» **Raw records**:
* * * * * * * * *

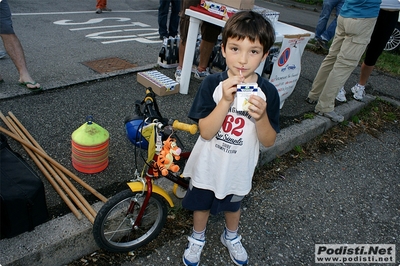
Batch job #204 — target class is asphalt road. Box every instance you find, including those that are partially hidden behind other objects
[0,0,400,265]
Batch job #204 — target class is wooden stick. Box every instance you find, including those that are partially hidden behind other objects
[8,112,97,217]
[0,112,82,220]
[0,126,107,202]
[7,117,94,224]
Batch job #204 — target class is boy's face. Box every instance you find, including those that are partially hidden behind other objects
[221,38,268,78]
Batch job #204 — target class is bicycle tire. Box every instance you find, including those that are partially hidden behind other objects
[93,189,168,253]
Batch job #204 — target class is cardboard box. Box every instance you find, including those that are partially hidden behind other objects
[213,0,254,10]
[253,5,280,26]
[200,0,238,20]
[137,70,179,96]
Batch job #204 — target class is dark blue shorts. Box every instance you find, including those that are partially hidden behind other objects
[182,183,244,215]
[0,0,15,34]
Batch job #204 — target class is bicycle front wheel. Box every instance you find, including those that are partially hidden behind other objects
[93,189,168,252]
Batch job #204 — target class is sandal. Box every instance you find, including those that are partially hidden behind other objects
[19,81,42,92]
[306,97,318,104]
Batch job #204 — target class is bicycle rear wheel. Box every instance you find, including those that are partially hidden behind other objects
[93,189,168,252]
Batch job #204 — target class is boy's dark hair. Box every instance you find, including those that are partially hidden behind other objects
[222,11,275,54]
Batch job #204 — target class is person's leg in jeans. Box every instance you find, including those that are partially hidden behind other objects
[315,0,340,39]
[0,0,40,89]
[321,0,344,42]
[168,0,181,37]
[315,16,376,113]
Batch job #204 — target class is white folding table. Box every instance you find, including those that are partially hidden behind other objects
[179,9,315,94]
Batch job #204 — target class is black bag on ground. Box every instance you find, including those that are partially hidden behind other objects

* * * * * * * * *

» **Work to complete**: Copy out every line of the items above word for word, leaving the pictures out.

» **Output for this task**:
Batch job #204 — target class is asphalt road. Box every instance you find, including those that are partially hidden behind other objects
[0,0,400,265]
Batch job #204 — target class is wooden stick. Box every instance you find, including those that are partially hidden behind other objects
[8,112,97,217]
[0,112,82,220]
[0,126,107,202]
[7,117,94,224]
Batch job #204 — target class is boy's face. Box every instance you find, including those that are partially hidden behind other objects
[221,38,268,78]
Batch job #204 — target class is bicycle tire. Box every instance you find, including those that are partially hidden behind other objects
[93,189,168,253]
Batch job #204 — target class is cardboard box. Box every instance you find, including those that are partially hidden behind other objects
[213,0,254,10]
[253,5,280,26]
[200,0,238,20]
[137,70,179,96]
Batch job #204 — target class is dark blue shorts. Box every instance you find, including those that are partially hidden behind other objects
[182,183,244,215]
[0,0,15,34]
Batch job #204 — target class is bicycle front wheel. Box every instance you find, including those that are partially hidden behind other objects
[93,189,168,252]
Batch job #204 — target class is sandal. Box every instance you find, including those that are partially hidden behind other objects
[19,81,42,92]
[306,97,318,104]
Batch job #204 — target class is bicycle rear wheel. Box every instance you find, including those that are partially hidden behind other objects
[93,189,168,252]
Batch job #204 — target class is boy's dark hair. Box every instance you find, including those that are partially hidden behind other objects
[222,11,275,54]
Batch job #204 — target class is person's leg in jeans. Box every instance you find, including those that are partially hidden behind other objects
[315,0,340,39]
[0,0,40,89]
[321,0,344,42]
[168,0,181,37]
[315,16,376,113]
Batch job #204 — target class is white folding table. Box every instance you find, including those that are partially hidden behind other objects
[179,9,315,94]
Batch job #204 — target class is black bag on ground. Box every instance you find, including those that are partially hidden behind other objects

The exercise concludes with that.